━━━ TEXT EXCERPT
NOTE: Thanks to reader Bob Hanson for pointing out several structural errors within this post. Those errors have all been corrected. -BHH

The First Semisynthesis of Hippuristanol by the Laboratory of Biao Yu

          We have recently examined an elegant partial synthesis of the antiproliferative steroid natural product hippuristanol that was disclosed by the laboratory of Pierre Deslongchamps in 2010. An alternate synthetic synthetic route, starting from hydrocortisone, was described by Biao Yu (Shanghai Institute of Organic Chemistry) and co-workers in 2009. Hydrocortisone is a very judicious precursor to the target compound as it is relatively inexpensive and contains pre-installed oxygenated functionality at postitions C3, C11, and C20. Yu’s basic strategy is to elaborate the steroidal core structure and then to introduce the eastern bicyclic spiroketal appendage at a later stage via a stereocontrolled nucleophilic addition of an organometallic species to the methyl ketone at C17.

          Hydrocortisone is first converted in several steps to a doubly benzoyl-protected 20-oxo-21-hydroxy derivative. In this preliminatry sequence, the A/B trans-fused ring junction stereochemistry is established with a dissolving metal reduction of the hydrocortisone enone system and the requisite axial 3alpha-ol is secured by a subsequent reduction of the corresponding C3 ketone with a sterically bulky hydride source (K-selectride). Next, deoxygenation of C21 is accomplished in three steps, followed by a semicarbazide-promoted elimination of water that installs a unit of unsaturation within the steroidal D-ring. Regio- and stereoselective hydration of the delta^16,17 olefin is then achieved via the intermediacy of a bromohydrin that undergoes reductive dehalogenation under free-radical conditions to afford the 16beta-hydroxy pregnane advanced intermediate.
━━━━━━
*WHAT IS EXPECTED*
Reproduce the passage of the hippuristanol text between "We have recently" and "ketone at C17.", inclusive.
━━━ SUPPLIED MATERIAL
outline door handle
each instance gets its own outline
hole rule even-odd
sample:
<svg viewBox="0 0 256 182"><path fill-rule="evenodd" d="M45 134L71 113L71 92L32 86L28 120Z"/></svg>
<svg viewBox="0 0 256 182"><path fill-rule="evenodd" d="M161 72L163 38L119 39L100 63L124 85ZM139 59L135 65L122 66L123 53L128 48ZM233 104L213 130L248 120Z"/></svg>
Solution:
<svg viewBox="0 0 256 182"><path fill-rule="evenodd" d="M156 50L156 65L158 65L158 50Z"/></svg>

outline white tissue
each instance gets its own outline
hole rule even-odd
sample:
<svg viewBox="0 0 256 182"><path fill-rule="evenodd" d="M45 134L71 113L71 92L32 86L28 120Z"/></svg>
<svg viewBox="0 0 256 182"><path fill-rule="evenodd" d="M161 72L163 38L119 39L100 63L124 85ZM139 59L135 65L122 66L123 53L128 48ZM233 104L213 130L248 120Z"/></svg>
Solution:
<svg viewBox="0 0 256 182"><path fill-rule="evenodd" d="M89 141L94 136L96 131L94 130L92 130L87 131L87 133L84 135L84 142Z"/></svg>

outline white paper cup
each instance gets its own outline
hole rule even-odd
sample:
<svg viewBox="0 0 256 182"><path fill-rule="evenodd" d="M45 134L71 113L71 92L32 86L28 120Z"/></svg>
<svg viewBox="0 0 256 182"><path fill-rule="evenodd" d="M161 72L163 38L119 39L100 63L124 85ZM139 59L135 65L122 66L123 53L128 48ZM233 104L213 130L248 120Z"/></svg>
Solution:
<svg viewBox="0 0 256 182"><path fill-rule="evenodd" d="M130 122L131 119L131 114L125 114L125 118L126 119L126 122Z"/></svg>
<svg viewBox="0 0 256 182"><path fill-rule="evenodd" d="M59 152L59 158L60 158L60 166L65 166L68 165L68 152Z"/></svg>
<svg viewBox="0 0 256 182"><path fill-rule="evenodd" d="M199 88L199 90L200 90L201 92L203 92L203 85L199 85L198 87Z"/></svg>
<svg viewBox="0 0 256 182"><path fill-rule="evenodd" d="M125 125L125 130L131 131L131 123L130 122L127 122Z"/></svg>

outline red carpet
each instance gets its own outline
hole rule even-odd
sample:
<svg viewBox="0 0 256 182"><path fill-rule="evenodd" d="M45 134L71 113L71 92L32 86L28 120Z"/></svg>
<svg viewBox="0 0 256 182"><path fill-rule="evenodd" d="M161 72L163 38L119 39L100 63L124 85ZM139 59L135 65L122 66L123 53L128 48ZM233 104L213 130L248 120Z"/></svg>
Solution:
━━━━━━
*EXERCISE RESULT*
We have recently examined an elegant partial synthesis of the antiproliferative steroid natural product hippuristanol that was disclosed by the laboratory of Pierre Deslongchamps in 2010. An alternate synthetic synthetic route, starting from hydrocortisone, was described by Biao Yu (Shanghai Institute of Organic Chemistry) and co-workers in 2009. Hydrocortisone is a very judicious precursor to the target compound as it is relatively inexpensive and contains pre-installed oxygenated functionality at postitions C3, C11, and C20. Yu’s basic strategy is to elaborate the steroidal core structure and then to introduce the eastern bicyclic spiroketal appendage at a later stage via a stereocontrolled nucleophilic addition of an organometallic species to the methyl ketone at C17.